Sunday, November 9, 2008

California marriage equality: not yet . . . again.

California is at war with itself over gay marriage. For those who may not have been following this issue, here are the basic facts:

1977: From 1850 until 1977, California marriage laws were gender neutral, a contract between two people. In 1977 the legislature defined marriage as "a personal relation arising out of a civil contract between a man and a woman."

2000: In 2000, voters passed ballot initiative Proposition 22 with 61% of the vote, which enacted a law that defined marriage in California as a union between a man and a woman.

2004: San Francisco mayor Gavin Newsome, in defiance of what he considered an unconstitutional and discriminatory law, ordered marriage licenses to be issued to same-sex couples. These nearly 4,000 marriages were later annulled by the CA Supreme Court upholding the law, as it was then written.

2005: CA legislature passed a law recognizing same-sex marriages. Governor Schwartzenegger vetoed it. Again in 2007 the legislature passed a similar bill and again the Gov. vetoed it.

2007: In the fall of 2007, a valid petition by voters put Proposition 8 on the November 2008 ballot. The operative phrase was "only marriage between a man and a woman is valid or recognized in California," the same as in Proposition 22. But, whereas Prop22 was for a statute, which could be ruled unconstitutional, Prop8 was for a constitutional amendment which could not.

May 2008: CA Supreme Court ruled that the statue put into effect by Prop22 was unconstitutional, thus granting full marriage rights to same-sex couples, which began in June 2008. Some 18,000 couples married between June and election day.

Nov 2008: Prop8 passed by 52% to 48%, thus nullifying the May 2008 Supreme Court decision. It officially changes the California Constitution to eliminate the right of same-sex couples to marry. There had been a massive, $60 million campaign to pass the measure, launched by Mormon and Catholic religious organizations. Their advertising included misinformation and scare tactics to inflame emotions.

▶ **Records shown**:
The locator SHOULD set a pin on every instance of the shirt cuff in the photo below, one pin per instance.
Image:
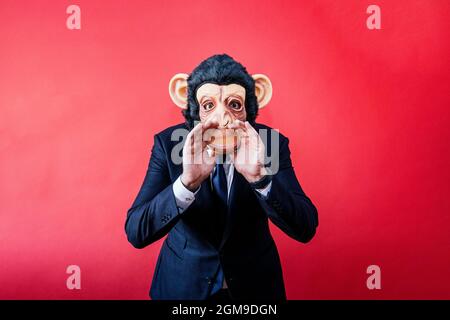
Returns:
(183, 196)
(265, 191)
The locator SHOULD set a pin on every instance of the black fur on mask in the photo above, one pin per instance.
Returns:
(221, 70)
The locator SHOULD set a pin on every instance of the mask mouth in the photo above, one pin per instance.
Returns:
(224, 141)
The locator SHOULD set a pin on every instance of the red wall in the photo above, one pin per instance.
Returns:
(366, 111)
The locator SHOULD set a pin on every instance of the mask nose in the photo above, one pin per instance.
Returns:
(223, 116)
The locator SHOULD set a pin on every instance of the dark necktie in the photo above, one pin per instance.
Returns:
(220, 191)
(219, 182)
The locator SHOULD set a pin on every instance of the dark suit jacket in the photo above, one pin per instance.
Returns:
(188, 259)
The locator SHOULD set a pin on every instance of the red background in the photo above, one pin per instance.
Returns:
(366, 111)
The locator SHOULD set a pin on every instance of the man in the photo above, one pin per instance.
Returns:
(215, 205)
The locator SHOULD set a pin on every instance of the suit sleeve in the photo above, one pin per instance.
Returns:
(286, 205)
(154, 211)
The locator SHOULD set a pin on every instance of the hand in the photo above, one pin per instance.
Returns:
(248, 159)
(197, 163)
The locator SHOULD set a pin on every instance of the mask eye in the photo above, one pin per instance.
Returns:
(235, 105)
(208, 106)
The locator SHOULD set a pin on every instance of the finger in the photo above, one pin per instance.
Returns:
(210, 123)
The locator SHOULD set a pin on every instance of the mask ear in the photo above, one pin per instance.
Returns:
(263, 89)
(178, 89)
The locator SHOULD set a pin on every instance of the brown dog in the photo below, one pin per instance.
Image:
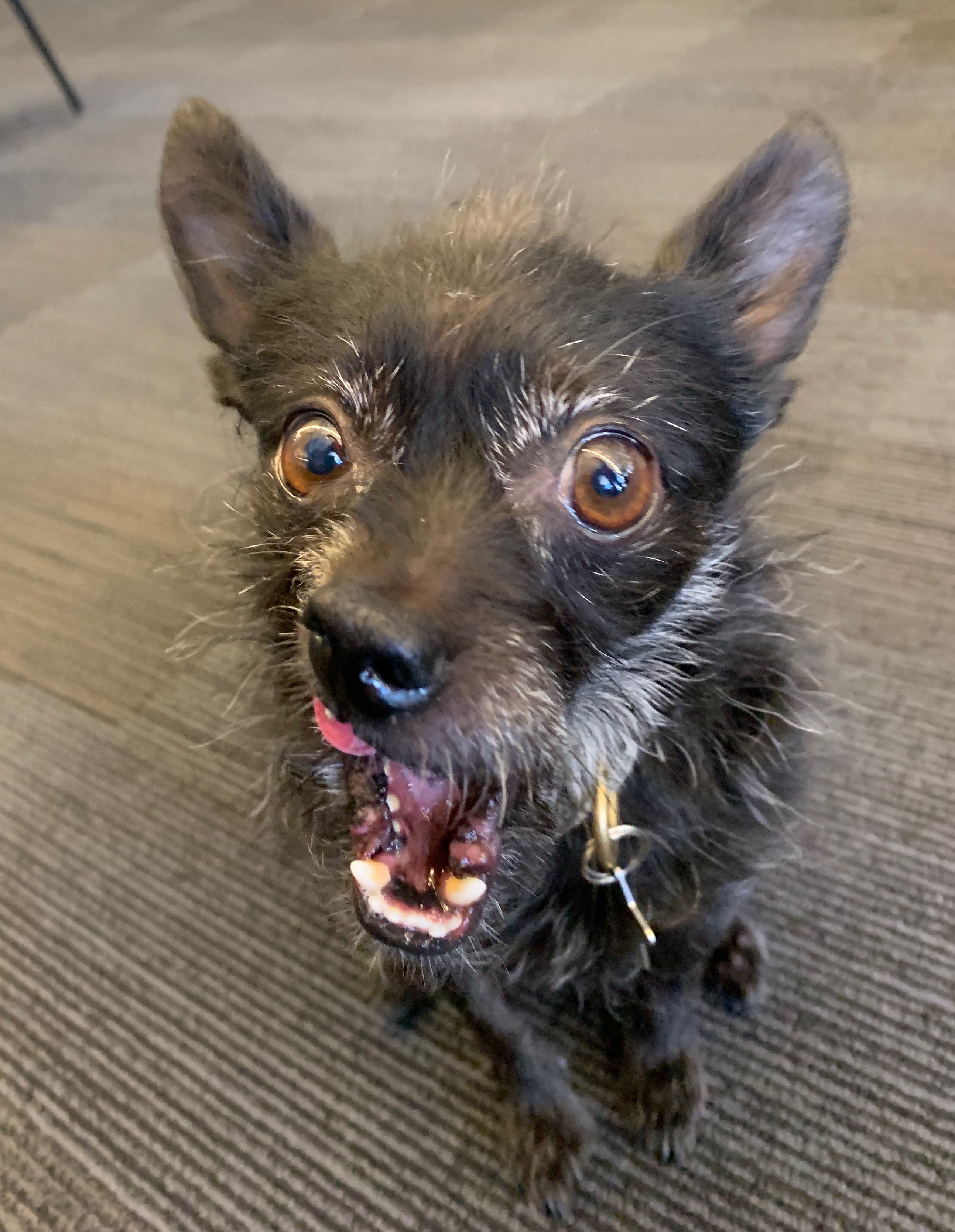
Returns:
(503, 565)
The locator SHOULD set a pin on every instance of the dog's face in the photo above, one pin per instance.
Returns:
(492, 470)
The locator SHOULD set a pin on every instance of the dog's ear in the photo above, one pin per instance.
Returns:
(769, 238)
(232, 223)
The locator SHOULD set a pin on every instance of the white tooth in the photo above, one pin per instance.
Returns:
(462, 891)
(372, 875)
(442, 928)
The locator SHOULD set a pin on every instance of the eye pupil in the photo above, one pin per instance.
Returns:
(610, 481)
(312, 451)
(321, 455)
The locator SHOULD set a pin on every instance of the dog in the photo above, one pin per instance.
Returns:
(541, 703)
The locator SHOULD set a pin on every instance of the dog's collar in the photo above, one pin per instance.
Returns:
(600, 865)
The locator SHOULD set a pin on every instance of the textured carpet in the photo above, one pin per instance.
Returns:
(183, 1044)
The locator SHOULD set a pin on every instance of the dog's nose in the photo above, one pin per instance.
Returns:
(373, 660)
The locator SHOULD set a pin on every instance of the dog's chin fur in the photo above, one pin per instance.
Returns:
(462, 365)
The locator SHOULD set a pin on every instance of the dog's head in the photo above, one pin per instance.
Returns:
(493, 487)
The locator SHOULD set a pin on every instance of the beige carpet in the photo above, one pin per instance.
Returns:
(183, 1045)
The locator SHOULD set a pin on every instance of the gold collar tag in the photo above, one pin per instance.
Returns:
(600, 865)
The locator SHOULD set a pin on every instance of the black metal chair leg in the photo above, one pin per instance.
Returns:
(42, 46)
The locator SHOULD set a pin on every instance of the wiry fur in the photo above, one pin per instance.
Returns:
(464, 356)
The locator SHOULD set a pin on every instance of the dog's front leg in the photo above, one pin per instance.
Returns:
(550, 1126)
(662, 1084)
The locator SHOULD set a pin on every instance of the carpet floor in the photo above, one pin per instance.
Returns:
(184, 1045)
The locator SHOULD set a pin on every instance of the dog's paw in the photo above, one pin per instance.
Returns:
(551, 1132)
(734, 974)
(663, 1104)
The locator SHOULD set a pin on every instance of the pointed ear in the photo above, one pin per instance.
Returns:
(769, 238)
(232, 223)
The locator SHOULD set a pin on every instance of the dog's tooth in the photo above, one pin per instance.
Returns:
(462, 891)
(372, 875)
(442, 928)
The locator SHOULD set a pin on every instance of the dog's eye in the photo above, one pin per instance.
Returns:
(610, 482)
(312, 451)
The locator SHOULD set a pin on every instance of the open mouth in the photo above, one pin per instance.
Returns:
(425, 849)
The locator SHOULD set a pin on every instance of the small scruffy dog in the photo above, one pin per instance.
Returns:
(506, 568)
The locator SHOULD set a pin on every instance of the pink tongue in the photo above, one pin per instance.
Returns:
(339, 736)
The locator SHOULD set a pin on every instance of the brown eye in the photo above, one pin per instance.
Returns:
(312, 451)
(610, 482)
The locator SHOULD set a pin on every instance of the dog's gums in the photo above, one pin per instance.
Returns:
(425, 853)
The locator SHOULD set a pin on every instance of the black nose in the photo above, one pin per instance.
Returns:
(372, 658)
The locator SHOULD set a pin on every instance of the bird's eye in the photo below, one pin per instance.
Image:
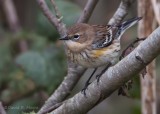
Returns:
(76, 36)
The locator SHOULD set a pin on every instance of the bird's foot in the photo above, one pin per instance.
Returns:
(83, 91)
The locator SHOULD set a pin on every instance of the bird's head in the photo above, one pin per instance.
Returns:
(79, 37)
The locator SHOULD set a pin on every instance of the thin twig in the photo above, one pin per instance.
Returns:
(2, 110)
(113, 78)
(11, 15)
(121, 12)
(58, 15)
(88, 9)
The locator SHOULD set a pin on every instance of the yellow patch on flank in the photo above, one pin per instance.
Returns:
(100, 52)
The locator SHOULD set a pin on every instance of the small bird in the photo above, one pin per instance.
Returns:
(92, 46)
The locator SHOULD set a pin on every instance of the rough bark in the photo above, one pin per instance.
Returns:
(74, 71)
(114, 77)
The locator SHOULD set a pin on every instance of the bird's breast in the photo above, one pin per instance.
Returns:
(95, 58)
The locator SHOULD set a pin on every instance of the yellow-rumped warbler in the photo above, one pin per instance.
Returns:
(92, 46)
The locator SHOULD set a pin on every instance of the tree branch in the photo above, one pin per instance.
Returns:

▶ **Your task**: Translate into Spanish the following sentence from the post on California marriage equality: "In 2000, voters passed ballot initiative Proposition 22 with 61% of the vote, which enacted a law that defined marriage in California as a union between a man and a woman."

▶ **Finished exercise**: En 2000, los votantes aprobaron la iniciativa electoral Proposición 22 con el 61 % de los votos, la cual promulgó una ley que definía el matrimonio en California como una unión entre un hombre y una mujer.